• Görev 1:
Hayatımızın işgal altında olduğunu savunan köşe yazısından "Şükrü BULUT" ifadesinden "merak ettik mi?" ifadesine kadar olan kısmı hiç değiştirmeden kopyalayın.
• Görev 2:
Hayatımızın işgal altında olduğunu savunan köşe yazısını kaldığı yerden devam ettirin.

• Kaynak metin:
"Ümitvar olunuz, şu istikbal inkılâbı içinde en yüksek gür sada İslâm'ın sadası olacaktır."

Piyasalar

Hayata dair yazmak ne zoor imiş...

Şükrü BULUT
18 Temmuz 2022, Pazartesi
Türkiye’de hayatımızın işgal altında olduğunu, dindar bilinen idarecilerimize söylesek alacağımız cevabı tahmin edebiliyoruz, değil mi?

Evlerimizde medyanın, sokakta hâkim cereyanların, okullarda Marksist özlü Kemalizm’in, iş yerinde insanı yok sayan zalim kapitalizmin ve eğlence hayatımızda hedonizmin işgali altında olduğumuzu iddia ettiğimizde, mutlaka lütfen müsaade edilmiş karecikleri göstereceklerdir, değil mi? Yani fıtratın, yaratılışın, İslâmiyetin ve insaniyetin kabul edemeyeceği unsurları bize adeta dikte edenlerin usullerine veya işleyişlere itirazımızı yasaklayan dindar bir devlet yapısı ile karşı karşıya olduğumuzu söyleyemiyoruz.

Müşahhaslaştıralım… Kur’an’ın yaratılışa uygunca koyduğu kaidelere zıt olarak işleyen bankaları, ticaret kurallarını ve iktisadi işleyişi sorgulayan kaç tane köşe yazısı veya kitap okuduğumuzu hiç merak ettik mi?

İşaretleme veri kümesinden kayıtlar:
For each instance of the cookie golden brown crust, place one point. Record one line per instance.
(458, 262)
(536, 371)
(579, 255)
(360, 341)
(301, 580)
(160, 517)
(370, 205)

• Doğru cevap 1:
Şükrü BULUT
18 Temmuz 2022, Pazartesi
Türkiye’de hayatımızın işgal altında olduğunu, dindar bilinen idarecilerimize söylesek alacağımız cevabı tahmin edebiliyoruz, değil mi?

Evlerimizde medyanın, sokakta hâkim cereyanların, okullarda Marksist özlü Kemalizm’in, iş yerinde insanı yok sayan zalim kapitalizmin ve eğlence hayatımızda hedonizmin işgali altında olduğumuzu iddia ettiğimizde, mutlaka lütfen müsaade edilmiş karecikleri göstereceklerdir, değil mi? Yani fıtratın, yaratılışın, İslâmiyetin ve insaniyetin kabul edemeyeceği unsurları bize adeta dikte edenlerin usullerine veya işleyişlere itirazımızı yasaklayan dindar bir devlet yapısı ile karşı karşıya olduğumuzu söyleyemiyoruz.

Müşahhaslaştıralım… Kur’an’ın yaratılışa uygunca koyduğu kaidelere zıt olarak işleyen bankaları, ticaret kurallarını ve iktisadi işleyişi sorgulayan kaç tane köşe yazısı veya kitap okuduğumuzu hiç merak ettik mi?

• Doğru cevap 2:
Veya takva sahibi insanların, gözlerini ve kalplerini haramdan korumak isteyen Müslümanların, rahatça dışarıya çıkamayacakları kadar zıvanadan çıkmış sokakları… Dindar insanlara hayatlarını zindan eden semavi ahlâk karşıtlarının dillerindeki özgürlük türkülerini ne kadar çokça duyuyoruz, değil mi? Ya fıtratı benimseyenlerin hürriyetleri… Bize hakemlik edecek bilirkişi heyetleri nerede... Özgürlüklerimizin sınırlarını belirtsinler… Peki, dini her türlü siyasi ve ticari menfaatlerine alet eden idarecilerimizin büründükleri korku örtülerine ne dersiniz…

Din adına siyaset yapanlar, hayatı Kemalizm ilkeleri üzerine dizayn ettiklerini itiraftan çekinmiyorlar. Kullandıkları semboller, üsluplar ve kostümler onları dinin ve mukaddesatın bekçileri olarak topluma tedai ettirdiğinden, Müslüman milletimizin refleksleri de hipnoza uğramış durumda. 1980’lerin öncesindeki dinî hayatlarını koruma refleksleri adeta felç olmuş gibi. İktidarın dindar görünen medyasındaki tatil, turizm, dinlenme ile eğlenme davet reklam ve haberlerini tahlil ettiğinizde, kendinizi Bolşevik Sovyetlerin rejiminde hissedebilirsiniz. Kadın-erkeğin iç içe olduğu hamamlar, havuzlar veya plajların reklamlarını görmemezlikten mi geleceğiz, hayır… İcraatın başındakilerin, dünde bu hayatları tenkit edenler olduğunu da bir tarafa not edelim. Yani kırk küsur sene önce, sefahati demokratlıkla özdeşleştirme ile onları zalimce tenkit edenlerin idare ettiği bir Türkiye’de; sahillerimizi Aspendos’u, Hint Okyanusu’ndaki cazip adaları, Pompei’yi ve daha nice sahil beldelerini alabora eden musibetlere davetiye çıkarır hale getirirken; dünyanın en çok turist çeken ülkesi olarak övünmüyorlar mı?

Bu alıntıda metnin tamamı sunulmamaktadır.